» **What is expected**: Copy each line in the data that includes the word "tree".

★ ★ ★ ★

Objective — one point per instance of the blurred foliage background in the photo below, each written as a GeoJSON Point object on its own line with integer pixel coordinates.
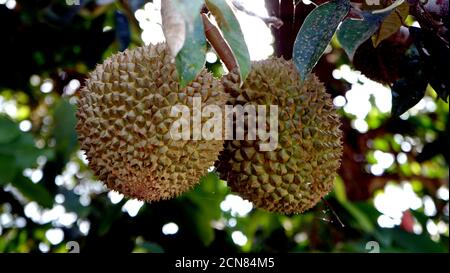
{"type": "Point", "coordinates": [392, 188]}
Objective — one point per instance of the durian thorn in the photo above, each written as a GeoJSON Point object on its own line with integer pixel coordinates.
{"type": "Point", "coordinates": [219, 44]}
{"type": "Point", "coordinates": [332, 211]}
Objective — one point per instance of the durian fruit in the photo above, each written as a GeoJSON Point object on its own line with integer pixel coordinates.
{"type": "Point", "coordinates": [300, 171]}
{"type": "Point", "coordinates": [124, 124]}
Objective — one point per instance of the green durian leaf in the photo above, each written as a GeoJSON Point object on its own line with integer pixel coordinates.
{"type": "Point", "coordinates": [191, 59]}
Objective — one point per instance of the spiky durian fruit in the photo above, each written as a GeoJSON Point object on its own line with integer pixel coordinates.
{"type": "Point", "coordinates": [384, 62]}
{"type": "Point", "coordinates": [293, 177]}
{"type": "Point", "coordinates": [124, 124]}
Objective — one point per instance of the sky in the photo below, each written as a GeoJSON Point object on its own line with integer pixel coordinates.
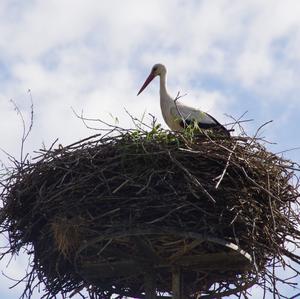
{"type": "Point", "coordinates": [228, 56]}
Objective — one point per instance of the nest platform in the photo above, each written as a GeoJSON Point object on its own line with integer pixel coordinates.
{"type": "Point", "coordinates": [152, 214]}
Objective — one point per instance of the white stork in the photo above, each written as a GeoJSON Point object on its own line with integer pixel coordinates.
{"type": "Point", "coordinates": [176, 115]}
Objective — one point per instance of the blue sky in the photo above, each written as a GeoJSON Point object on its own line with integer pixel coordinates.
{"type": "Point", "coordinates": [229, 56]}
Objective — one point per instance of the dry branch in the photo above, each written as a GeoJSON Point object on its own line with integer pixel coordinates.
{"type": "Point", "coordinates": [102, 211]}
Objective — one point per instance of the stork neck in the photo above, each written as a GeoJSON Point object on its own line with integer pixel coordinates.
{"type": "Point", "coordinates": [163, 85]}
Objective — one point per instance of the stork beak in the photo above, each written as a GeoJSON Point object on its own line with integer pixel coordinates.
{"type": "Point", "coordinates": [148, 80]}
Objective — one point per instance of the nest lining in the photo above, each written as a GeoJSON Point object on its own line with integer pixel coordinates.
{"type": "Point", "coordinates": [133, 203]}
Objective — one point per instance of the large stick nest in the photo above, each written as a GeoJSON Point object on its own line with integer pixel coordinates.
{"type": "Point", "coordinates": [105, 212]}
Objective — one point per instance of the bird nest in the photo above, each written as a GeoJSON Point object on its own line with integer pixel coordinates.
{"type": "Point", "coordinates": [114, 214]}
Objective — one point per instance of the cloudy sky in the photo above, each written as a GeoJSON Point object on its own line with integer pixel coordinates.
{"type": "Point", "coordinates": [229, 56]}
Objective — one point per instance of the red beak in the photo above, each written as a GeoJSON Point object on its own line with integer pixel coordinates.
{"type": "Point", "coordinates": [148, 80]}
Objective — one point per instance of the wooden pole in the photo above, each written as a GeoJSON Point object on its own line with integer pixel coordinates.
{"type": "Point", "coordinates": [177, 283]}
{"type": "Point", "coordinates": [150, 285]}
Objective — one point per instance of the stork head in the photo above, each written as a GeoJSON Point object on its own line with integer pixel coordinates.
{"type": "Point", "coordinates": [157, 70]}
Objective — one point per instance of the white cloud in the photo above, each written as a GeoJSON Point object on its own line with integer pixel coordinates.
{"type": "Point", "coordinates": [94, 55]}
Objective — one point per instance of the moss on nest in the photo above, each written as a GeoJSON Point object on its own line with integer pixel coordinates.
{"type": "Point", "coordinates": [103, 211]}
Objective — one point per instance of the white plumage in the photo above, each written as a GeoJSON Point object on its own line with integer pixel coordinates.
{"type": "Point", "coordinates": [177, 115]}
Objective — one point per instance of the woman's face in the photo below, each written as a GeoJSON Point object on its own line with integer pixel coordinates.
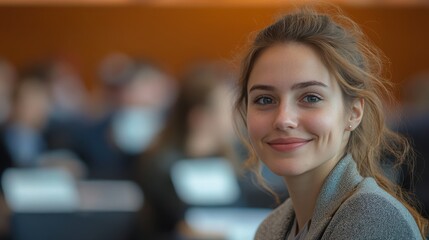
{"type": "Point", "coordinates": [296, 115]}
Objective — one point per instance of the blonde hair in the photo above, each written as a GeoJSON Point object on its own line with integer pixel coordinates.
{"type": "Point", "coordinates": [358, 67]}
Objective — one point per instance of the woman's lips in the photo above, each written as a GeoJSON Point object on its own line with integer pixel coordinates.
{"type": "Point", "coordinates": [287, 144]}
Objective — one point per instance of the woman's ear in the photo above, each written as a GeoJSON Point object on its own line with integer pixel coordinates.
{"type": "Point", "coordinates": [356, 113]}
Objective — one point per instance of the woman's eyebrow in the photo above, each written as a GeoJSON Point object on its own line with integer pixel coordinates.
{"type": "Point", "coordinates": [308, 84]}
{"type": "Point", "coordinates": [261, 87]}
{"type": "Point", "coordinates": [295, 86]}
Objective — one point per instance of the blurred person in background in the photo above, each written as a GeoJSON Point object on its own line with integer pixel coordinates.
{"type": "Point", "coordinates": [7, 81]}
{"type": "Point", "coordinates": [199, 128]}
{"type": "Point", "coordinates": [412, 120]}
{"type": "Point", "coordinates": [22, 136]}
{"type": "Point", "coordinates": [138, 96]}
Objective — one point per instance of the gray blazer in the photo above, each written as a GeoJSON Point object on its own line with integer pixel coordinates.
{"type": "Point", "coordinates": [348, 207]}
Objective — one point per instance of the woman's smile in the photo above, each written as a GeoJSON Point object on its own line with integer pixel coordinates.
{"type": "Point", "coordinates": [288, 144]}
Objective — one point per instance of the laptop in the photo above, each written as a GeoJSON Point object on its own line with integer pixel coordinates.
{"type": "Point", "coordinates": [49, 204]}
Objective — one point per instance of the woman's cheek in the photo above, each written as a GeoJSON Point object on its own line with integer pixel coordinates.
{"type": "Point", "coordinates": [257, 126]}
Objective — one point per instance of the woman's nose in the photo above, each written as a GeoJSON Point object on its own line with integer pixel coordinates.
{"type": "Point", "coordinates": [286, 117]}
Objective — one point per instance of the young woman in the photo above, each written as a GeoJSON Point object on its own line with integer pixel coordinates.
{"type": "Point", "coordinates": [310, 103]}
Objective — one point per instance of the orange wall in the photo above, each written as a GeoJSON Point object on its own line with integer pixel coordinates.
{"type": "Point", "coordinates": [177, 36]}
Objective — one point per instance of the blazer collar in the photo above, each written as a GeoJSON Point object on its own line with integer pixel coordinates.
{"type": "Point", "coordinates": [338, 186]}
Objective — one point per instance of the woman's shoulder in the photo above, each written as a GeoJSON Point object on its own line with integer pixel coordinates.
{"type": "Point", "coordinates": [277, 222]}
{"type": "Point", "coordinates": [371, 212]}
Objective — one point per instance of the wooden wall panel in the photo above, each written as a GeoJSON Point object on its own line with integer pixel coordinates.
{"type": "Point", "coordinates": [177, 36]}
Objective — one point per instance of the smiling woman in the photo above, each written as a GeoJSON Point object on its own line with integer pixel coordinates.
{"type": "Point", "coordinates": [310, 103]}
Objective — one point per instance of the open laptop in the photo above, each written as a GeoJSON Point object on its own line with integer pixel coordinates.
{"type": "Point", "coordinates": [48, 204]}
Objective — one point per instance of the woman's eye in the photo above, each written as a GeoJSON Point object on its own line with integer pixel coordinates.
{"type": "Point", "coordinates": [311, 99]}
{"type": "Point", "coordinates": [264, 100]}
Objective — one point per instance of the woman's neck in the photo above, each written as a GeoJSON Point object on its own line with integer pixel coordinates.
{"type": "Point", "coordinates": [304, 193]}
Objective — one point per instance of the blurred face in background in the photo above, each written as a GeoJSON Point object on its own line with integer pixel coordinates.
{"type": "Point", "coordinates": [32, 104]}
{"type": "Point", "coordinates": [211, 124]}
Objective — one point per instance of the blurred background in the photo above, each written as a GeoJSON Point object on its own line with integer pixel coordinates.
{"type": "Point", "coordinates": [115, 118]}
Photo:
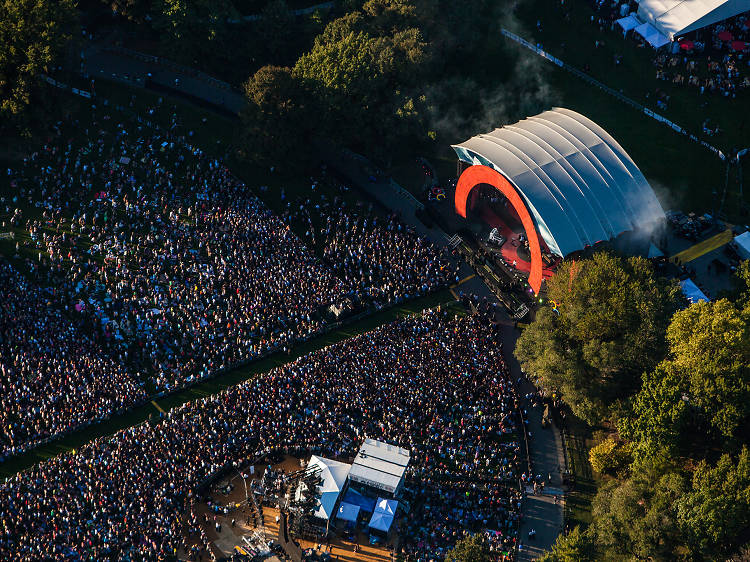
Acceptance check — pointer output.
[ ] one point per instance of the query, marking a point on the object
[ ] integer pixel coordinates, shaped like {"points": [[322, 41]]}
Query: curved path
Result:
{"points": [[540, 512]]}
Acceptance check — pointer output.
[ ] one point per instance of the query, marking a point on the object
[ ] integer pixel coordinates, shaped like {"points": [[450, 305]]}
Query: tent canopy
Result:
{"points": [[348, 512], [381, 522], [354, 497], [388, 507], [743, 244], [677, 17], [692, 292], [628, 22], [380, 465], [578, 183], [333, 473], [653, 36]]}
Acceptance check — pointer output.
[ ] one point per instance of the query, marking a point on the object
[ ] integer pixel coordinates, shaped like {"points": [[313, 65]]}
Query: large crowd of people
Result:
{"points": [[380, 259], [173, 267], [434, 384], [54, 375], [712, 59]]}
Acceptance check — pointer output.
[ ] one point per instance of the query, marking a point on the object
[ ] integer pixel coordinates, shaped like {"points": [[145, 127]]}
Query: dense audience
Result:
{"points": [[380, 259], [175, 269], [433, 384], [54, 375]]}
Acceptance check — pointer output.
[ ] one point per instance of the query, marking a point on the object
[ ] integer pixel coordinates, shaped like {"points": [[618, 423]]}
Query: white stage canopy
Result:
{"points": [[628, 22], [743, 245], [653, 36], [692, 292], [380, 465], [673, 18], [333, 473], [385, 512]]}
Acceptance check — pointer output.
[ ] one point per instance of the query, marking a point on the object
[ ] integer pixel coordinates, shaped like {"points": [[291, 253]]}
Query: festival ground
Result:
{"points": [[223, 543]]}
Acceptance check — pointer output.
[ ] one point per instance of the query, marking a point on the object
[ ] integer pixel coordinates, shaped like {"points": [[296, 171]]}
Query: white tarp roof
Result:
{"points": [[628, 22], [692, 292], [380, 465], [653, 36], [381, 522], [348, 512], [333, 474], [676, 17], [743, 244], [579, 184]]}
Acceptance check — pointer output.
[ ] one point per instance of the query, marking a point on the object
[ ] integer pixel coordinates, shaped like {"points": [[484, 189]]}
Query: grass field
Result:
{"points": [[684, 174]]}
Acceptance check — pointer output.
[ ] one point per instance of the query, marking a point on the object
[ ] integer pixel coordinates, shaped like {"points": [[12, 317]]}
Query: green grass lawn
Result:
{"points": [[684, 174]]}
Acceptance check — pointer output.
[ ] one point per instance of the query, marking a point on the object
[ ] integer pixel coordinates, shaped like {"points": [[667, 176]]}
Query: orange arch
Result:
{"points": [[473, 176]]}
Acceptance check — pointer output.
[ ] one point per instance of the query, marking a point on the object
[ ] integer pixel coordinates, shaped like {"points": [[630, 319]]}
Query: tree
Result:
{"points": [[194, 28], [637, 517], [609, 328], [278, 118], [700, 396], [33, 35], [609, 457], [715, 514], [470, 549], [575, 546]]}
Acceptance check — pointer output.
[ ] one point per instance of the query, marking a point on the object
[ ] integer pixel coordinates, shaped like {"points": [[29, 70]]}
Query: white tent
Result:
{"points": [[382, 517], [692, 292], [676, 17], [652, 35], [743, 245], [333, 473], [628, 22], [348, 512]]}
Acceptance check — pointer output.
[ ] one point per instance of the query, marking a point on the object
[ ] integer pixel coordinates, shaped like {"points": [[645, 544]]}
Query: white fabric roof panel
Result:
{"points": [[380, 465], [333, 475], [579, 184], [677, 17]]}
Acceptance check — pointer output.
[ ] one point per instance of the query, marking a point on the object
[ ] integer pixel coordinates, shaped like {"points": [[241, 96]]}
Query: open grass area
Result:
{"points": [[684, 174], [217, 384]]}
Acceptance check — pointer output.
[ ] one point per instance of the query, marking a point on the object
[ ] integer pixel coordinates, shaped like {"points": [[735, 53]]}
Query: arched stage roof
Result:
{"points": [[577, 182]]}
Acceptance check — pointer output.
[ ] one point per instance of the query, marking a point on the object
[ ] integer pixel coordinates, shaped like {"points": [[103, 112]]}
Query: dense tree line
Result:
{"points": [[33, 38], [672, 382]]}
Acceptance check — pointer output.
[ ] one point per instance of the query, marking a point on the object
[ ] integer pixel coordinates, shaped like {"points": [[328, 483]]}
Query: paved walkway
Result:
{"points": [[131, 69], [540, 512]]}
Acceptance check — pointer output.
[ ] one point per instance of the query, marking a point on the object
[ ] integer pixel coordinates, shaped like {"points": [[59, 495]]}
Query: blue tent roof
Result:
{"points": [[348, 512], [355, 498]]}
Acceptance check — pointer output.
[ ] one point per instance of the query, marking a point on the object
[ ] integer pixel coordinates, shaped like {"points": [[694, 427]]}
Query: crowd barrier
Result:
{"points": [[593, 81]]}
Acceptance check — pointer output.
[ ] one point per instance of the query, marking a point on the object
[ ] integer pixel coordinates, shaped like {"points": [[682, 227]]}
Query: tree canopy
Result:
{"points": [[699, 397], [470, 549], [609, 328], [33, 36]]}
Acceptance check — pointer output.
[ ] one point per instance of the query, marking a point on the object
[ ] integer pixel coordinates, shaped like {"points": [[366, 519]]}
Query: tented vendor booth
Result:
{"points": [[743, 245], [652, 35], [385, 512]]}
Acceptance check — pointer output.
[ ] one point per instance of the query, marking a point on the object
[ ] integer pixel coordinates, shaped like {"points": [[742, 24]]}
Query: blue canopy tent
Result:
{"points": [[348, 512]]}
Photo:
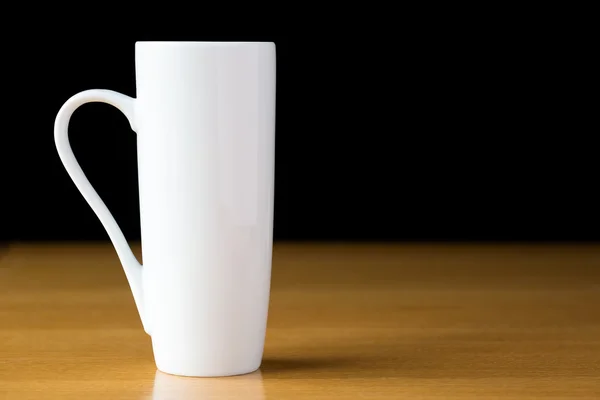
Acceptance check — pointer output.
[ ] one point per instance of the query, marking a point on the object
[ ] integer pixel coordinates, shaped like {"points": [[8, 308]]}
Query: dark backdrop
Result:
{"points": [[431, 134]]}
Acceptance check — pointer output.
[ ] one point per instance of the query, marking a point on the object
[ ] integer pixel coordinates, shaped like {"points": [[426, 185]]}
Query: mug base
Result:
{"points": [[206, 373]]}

★ ★ ★ ★

» **Task output**:
Query: tree
Query: dense tree line
Query: tree canopy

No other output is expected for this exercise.